KUTIPAN PILIHAN ::
:::::

Oleh Laode M Syarif
Penasihat Senior Bidang Hukum dan
Lingkungan di Kemitraan;
Dosen Fakultas Hukum Universitas Hasanuddin
DUA minggu
terakhir ini kita dikagetkan berita miris dan menyedihkan tentang sejumlah
anggota DPRD yang baru saja terpilih ketahuan menggadaikan SK untuk bayar utang
selama kampanye dan kelangsungan hidup mereka.
Kita juga geram sebab kita semua tahu mereka berutang
sampai ratusan juta bahkan miliaran rupiah karena saat kampanye mereka berusaha
menarik simpati masyarakat dengan membeli suara dan bukan menawarkan program
kerja yang baik dan disenangi masyarakat. Kita berhak marah dan kecewa karena
anggota DPRD yang terlilit utang akan sulit berkonsentrasi untuk menyalurkan
aspirasi masyarakat yang diwakilinya, sebab mereka akan lebih banyak
memperhatikan diri-sendiri untuk melunasi utang-utangnya.
Sudah rahasia umum, pemilu kita penuh kecurangan dan
permainan uang, tapi para petinggi parpol yang jadi tempat bernaung para wakil
rakyat menutup mata, bahkan menyuburkan kecurangan dan permainan uang yang
terjadi di parpol mereka.
Survei Kemitraan tahun 2001 dengan jelas menempatkan
parpol sebagai salah satu lembaga publik terkorup. Kondisi ini tak berubah pada
survei sepuluh tahun kemudian, bahkan makin mengukuhkan posisi parpol sebagai
salah satu lembaga publik terkorup di Indonesia. Hasil kedua survei diperkuat
survei-survei terbaru yang dilakukan lembaga lain, seperti Political
Communication Institute (Polcomm Institute) yang menyatakan mayoritas penduduk
Indonesia tak percaya pada parpol (Kompas, 9/2/2014). Transparency
International Indonesia melalui Survei Global Barometer 2013 mengungkapkan
parpol adalah lembaga terkorup keempat di Indonesia setelah kepolisian,
parlemen, dan peradilan.
Intinya, parpol adalah lembaga publik yang masih penuh
dengan korupsi. Anggota DPRD yang menggadaikan SK mereka adalah produk dari
lingkungan yang sangat korup. Maraknya korupsi pada parpol disebabkan banyak
hal, tetapi yang paling dominan adalah ketidakjelasan sumber dan pengelolaan
keuangan parpol. UU No 2 Tahun 2008 jo UU No 2/2011 tentang Partai Politik
menyatakan bahwa sumber keuangan partai politik berasal dari: (a) iuran
anggota; (b) sumbangan yang sah menurut hukum; dan (c) bantuan keuangan dari
APBN/APBD.

:::::

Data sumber
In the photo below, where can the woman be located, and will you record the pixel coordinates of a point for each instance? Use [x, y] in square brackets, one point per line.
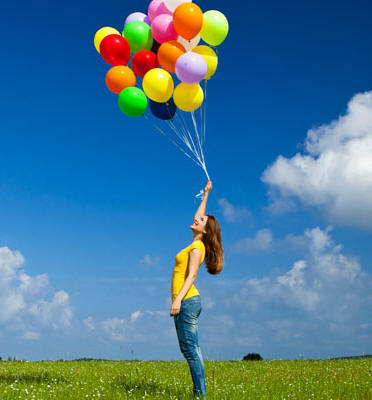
[186, 306]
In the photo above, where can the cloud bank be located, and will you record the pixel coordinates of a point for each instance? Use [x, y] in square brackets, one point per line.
[336, 173]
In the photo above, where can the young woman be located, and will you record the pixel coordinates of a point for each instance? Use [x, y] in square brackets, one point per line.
[186, 303]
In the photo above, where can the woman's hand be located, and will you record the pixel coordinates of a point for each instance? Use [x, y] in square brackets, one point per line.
[208, 187]
[175, 309]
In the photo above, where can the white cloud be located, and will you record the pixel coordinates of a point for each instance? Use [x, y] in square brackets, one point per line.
[28, 301]
[336, 174]
[326, 284]
[264, 241]
[29, 335]
[233, 213]
[139, 327]
[149, 261]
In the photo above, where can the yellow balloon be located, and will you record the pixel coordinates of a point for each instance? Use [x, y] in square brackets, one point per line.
[188, 97]
[210, 57]
[102, 33]
[158, 85]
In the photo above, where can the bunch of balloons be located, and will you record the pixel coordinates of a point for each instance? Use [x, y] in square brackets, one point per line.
[163, 42]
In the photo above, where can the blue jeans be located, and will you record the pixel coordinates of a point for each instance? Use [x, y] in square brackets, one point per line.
[186, 323]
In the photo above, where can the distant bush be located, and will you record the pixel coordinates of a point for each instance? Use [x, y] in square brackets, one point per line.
[252, 357]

:::::

PETUNJUK TUGAS ::
1. Dalam tulisan tentang korupsi partai politik, peringkat berapa yang diberikan Survei Global Barometer 2013 Transparency International Indonesia kepada parpol di antara lembaga terkorup di Indonesia?
2. Teruskan tulisan tentang korupsi partai politik mulai dari kalimat sesudah bagian terakhir yang tercantum.

JAWABAN TIAP TUGAS ::
1. Parpol berada di peringkat keempat, setelah kepolisian, parlemen, dan peradilan.

2.
Kenyataannya, hampir semua parpol tak dapat berharap dari
iuran anggota, sedangkan yang berasal dari APBN/APBD hanya 5 persen dari total
keuangan parpol. Dapat disimpulkan, sumber utama keuangan politik adalah
sumbangan "siluman" karena sering tak diketahui asal-usul dan
jumlahnya. Jangan heran dengan sistem pemilu yang transaksional karena uang
yang jadi mesin parpol tak jelas asal-usulnya.
Usulan perbaikan
Untuk mencegah kejadian serupa di masa mendatang, tak
cukup dengan hanya menghujat dan menyalahkan para anggota DPRD yang
menggadaikan SK mereka, tanpa mengatasi akar permasalahan yang menimbulkan
fenomena ini. Salah satu cara yang diyakini dapat memitigasi praktik jual beli
suara ialah dengan memperbaiki sistem keuangan parpol di Indonesia.
Kajian yang kami lakukan di Kemitraan, perbaikan sistem
keuangan parpol dapat dilakukan dengan memperbaiki "empat pilar"
keuangan parpol yang meliputi: (i) pemasukan, (ii) pengelolaan, (iii)
pengeluaran, dan (iv) pengawasan (Kemitraan, "Anomali Keuangan Partai
Politik").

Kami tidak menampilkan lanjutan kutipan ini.